DESCRIPTION OF THE TASK >> Search the listing for "indicate" and copy every line where it appears.

SOURCE DATA >>
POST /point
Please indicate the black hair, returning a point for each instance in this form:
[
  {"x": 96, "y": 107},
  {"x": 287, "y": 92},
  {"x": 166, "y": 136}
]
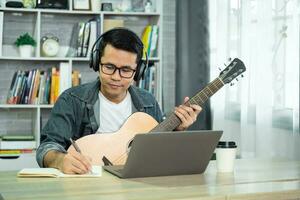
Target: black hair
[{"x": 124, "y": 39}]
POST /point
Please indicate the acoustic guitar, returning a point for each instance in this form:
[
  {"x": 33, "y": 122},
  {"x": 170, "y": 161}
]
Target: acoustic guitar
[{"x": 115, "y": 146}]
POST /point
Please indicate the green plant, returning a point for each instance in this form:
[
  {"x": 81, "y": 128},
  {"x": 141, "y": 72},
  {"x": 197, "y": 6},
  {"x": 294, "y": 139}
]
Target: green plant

TASK SOLUTION >>
Please indicate the black hair, returning a point for each instance in this form:
Please indicate the acoustic guitar, returning a point for each instance in this form:
Please indicate the green plant, returning a point for each instance in this form:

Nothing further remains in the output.